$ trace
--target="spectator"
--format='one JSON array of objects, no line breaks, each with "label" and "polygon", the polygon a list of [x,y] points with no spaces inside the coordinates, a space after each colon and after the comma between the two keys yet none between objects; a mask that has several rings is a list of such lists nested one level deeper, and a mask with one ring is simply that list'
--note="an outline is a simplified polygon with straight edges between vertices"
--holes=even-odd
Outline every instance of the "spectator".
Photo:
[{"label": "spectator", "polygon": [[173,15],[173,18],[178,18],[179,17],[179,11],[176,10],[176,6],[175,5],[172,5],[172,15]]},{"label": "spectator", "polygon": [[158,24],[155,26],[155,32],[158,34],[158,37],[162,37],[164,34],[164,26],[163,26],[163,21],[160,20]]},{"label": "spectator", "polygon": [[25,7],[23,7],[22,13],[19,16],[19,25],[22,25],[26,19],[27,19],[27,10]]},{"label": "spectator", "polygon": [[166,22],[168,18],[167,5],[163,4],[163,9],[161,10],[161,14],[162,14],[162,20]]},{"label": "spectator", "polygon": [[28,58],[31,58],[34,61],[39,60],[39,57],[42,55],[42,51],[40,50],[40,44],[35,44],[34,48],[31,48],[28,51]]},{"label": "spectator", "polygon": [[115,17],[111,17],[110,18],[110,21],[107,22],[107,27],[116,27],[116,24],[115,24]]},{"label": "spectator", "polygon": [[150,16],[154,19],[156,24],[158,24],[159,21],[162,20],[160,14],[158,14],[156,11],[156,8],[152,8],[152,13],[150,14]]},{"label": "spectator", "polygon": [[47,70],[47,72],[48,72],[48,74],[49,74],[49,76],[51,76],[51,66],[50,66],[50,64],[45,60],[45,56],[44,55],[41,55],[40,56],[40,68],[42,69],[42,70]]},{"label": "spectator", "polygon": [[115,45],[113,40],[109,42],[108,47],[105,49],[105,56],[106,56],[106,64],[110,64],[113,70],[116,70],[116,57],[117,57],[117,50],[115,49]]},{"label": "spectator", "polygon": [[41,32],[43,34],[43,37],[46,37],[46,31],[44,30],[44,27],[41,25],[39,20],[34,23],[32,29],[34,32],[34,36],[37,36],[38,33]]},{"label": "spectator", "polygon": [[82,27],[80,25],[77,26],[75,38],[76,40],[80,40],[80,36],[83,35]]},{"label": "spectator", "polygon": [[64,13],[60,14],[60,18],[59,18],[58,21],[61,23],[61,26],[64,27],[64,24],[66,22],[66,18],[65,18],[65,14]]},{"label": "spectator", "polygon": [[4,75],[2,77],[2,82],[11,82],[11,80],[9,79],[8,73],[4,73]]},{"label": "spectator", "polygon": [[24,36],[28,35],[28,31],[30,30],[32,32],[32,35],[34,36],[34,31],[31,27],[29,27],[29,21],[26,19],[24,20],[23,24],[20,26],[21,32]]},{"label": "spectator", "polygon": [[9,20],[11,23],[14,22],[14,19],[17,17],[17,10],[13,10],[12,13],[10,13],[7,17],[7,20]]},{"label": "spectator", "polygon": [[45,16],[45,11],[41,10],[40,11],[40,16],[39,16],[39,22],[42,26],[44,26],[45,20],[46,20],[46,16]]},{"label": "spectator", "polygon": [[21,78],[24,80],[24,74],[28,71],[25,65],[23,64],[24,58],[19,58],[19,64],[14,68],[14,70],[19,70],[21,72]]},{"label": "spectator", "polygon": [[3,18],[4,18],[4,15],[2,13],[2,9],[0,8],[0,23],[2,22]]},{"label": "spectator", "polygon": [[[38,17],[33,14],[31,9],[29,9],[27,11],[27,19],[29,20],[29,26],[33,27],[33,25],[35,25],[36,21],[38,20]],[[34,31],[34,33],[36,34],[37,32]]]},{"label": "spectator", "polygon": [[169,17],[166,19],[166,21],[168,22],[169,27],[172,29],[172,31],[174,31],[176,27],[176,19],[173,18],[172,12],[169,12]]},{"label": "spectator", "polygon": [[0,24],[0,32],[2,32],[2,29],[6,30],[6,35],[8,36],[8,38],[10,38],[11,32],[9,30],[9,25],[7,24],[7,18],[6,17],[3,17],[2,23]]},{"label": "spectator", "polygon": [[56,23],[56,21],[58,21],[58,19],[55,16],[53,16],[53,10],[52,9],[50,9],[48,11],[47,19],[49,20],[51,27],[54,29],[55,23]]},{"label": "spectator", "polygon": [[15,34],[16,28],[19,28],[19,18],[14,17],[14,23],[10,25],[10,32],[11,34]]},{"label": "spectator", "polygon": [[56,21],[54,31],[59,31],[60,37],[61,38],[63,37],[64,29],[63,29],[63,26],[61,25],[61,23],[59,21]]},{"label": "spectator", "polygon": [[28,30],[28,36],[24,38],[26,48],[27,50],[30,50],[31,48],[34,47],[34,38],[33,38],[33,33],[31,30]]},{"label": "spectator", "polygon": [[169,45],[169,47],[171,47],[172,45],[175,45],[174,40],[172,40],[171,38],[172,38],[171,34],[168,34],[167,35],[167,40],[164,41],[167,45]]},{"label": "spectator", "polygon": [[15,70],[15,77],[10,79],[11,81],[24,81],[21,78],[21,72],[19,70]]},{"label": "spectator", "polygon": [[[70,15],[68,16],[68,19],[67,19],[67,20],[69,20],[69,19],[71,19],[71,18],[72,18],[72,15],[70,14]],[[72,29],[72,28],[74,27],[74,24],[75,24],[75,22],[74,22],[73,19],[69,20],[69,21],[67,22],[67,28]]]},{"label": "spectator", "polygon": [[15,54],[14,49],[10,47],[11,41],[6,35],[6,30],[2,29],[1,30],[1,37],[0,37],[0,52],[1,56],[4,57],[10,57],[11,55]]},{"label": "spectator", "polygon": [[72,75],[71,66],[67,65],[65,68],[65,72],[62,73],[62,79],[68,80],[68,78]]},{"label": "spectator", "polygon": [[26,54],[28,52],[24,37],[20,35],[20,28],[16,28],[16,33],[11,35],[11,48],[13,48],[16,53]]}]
+ + + +
## Required task
Print out every record again, exactly and in full.

## Complete answer
$ trace
--target="spectator"
--format='one JSON array of objects, no line breaks, each with "label" and "polygon", the polygon a list of [x,y] points with no spaces inside the coordinates, a space after each colon and after the comma between the two keys yet none between objects; a mask that has several rings is a list of such lists nested one level deeper, and a mask with one ring is simply that list'
--note="an outline is a simplified polygon with straight edges between vertices"
--holes=even-odd
Outline every instance of the "spectator".
Photo:
[{"label": "spectator", "polygon": [[173,15],[173,18],[178,18],[179,17],[179,11],[176,10],[176,6],[175,5],[172,5],[172,15]]},{"label": "spectator", "polygon": [[158,24],[155,26],[155,32],[158,34],[158,37],[162,37],[164,34],[164,26],[163,26],[163,21],[160,20]]},{"label": "spectator", "polygon": [[25,7],[23,7],[22,13],[19,16],[19,25],[22,25],[26,19],[27,19],[27,10]]},{"label": "spectator", "polygon": [[166,22],[168,18],[167,5],[163,4],[163,9],[161,10],[161,14],[162,14],[162,20]]},{"label": "spectator", "polygon": [[28,58],[31,58],[34,61],[39,60],[39,57],[42,55],[42,51],[40,50],[40,44],[35,44],[34,48],[31,48],[28,51]]},{"label": "spectator", "polygon": [[115,17],[111,17],[110,18],[110,21],[107,22],[107,27],[116,27],[116,24],[115,24]]},{"label": "spectator", "polygon": [[150,16],[154,19],[156,24],[158,24],[159,21],[162,20],[160,14],[158,14],[156,11],[156,8],[152,8],[152,13],[150,14]]},{"label": "spectator", "polygon": [[47,70],[47,72],[48,72],[48,74],[49,74],[49,76],[51,76],[51,66],[50,66],[50,64],[45,60],[45,56],[44,55],[41,55],[40,56],[40,68],[42,69],[42,70]]},{"label": "spectator", "polygon": [[115,45],[113,40],[109,42],[108,47],[105,49],[105,56],[106,56],[106,64],[110,64],[113,70],[116,70],[116,57],[117,57],[117,50],[115,49]]},{"label": "spectator", "polygon": [[41,32],[43,34],[43,37],[46,37],[46,31],[44,30],[44,27],[41,25],[39,20],[34,23],[32,29],[34,32],[34,36],[37,36],[38,33]]},{"label": "spectator", "polygon": [[82,27],[80,25],[77,26],[75,38],[76,40],[80,40],[80,36],[83,35]]},{"label": "spectator", "polygon": [[64,13],[60,14],[60,18],[59,18],[58,21],[61,23],[61,26],[64,27],[64,24],[66,22],[66,18],[65,18],[65,14]]},{"label": "spectator", "polygon": [[4,75],[2,77],[2,82],[11,82],[11,80],[9,79],[8,73],[4,73]]},{"label": "spectator", "polygon": [[24,36],[28,35],[28,31],[30,30],[32,32],[32,35],[34,36],[34,31],[31,27],[29,27],[29,21],[26,19],[24,20],[23,24],[20,26],[21,32]]},{"label": "spectator", "polygon": [[9,20],[11,23],[14,22],[14,19],[17,17],[17,10],[13,10],[12,13],[10,13],[7,17],[7,20]]},{"label": "spectator", "polygon": [[45,16],[45,11],[41,10],[40,11],[40,16],[39,16],[39,22],[42,26],[44,26],[45,20],[46,20],[46,16]]},{"label": "spectator", "polygon": [[21,78],[24,80],[24,74],[28,71],[25,65],[23,64],[24,58],[19,58],[19,64],[14,68],[14,70],[19,70],[21,72]]},{"label": "spectator", "polygon": [[3,18],[4,18],[4,15],[2,13],[2,9],[0,8],[0,23],[2,22]]},{"label": "spectator", "polygon": [[[38,17],[33,14],[31,9],[29,9],[27,11],[27,19],[29,20],[29,26],[33,27],[33,25],[35,25],[36,21],[38,20]],[[34,31],[34,33],[36,34],[37,32]]]},{"label": "spectator", "polygon": [[169,17],[166,19],[166,21],[168,22],[169,27],[172,29],[172,31],[174,31],[176,27],[176,19],[173,18],[172,12],[169,12]]},{"label": "spectator", "polygon": [[0,24],[0,32],[2,32],[2,29],[6,30],[6,35],[8,36],[8,38],[10,38],[11,32],[9,30],[9,25],[7,24],[7,18],[6,17],[3,17],[2,23]]},{"label": "spectator", "polygon": [[56,23],[56,21],[58,21],[58,19],[55,16],[53,16],[53,10],[52,9],[50,9],[48,11],[47,19],[49,20],[51,27],[54,29],[55,23]]},{"label": "spectator", "polygon": [[15,34],[16,28],[19,28],[19,18],[14,17],[14,23],[10,25],[10,32],[11,34]]},{"label": "spectator", "polygon": [[56,21],[54,31],[59,31],[60,37],[61,38],[63,37],[64,29],[63,29],[63,26],[61,25],[61,23],[59,21]]},{"label": "spectator", "polygon": [[28,30],[28,36],[24,38],[26,48],[27,50],[30,50],[31,48],[34,47],[34,38],[33,38],[33,33],[31,30]]},{"label": "spectator", "polygon": [[169,45],[169,47],[171,47],[172,45],[175,45],[174,40],[172,40],[171,38],[172,38],[171,34],[168,34],[167,35],[167,40],[164,41],[167,45]]},{"label": "spectator", "polygon": [[15,70],[15,77],[10,79],[11,81],[24,81],[21,78],[21,72],[19,70]]},{"label": "spectator", "polygon": [[[70,15],[68,16],[68,19],[67,19],[67,20],[69,20],[69,19],[71,19],[71,18],[72,18],[72,15],[70,14]],[[72,29],[72,28],[74,27],[74,24],[75,24],[75,22],[74,22],[73,19],[69,20],[69,21],[67,22],[67,28]]]},{"label": "spectator", "polygon": [[15,54],[14,49],[10,47],[11,41],[6,35],[6,30],[2,29],[1,30],[1,37],[0,37],[0,52],[1,56],[4,57],[10,57],[11,55]]},{"label": "spectator", "polygon": [[72,75],[71,66],[67,65],[65,68],[65,72],[62,73],[62,79],[68,80],[68,78]]},{"label": "spectator", "polygon": [[26,54],[28,52],[24,37],[20,35],[20,28],[16,28],[16,33],[11,35],[11,48],[13,48],[16,53]]}]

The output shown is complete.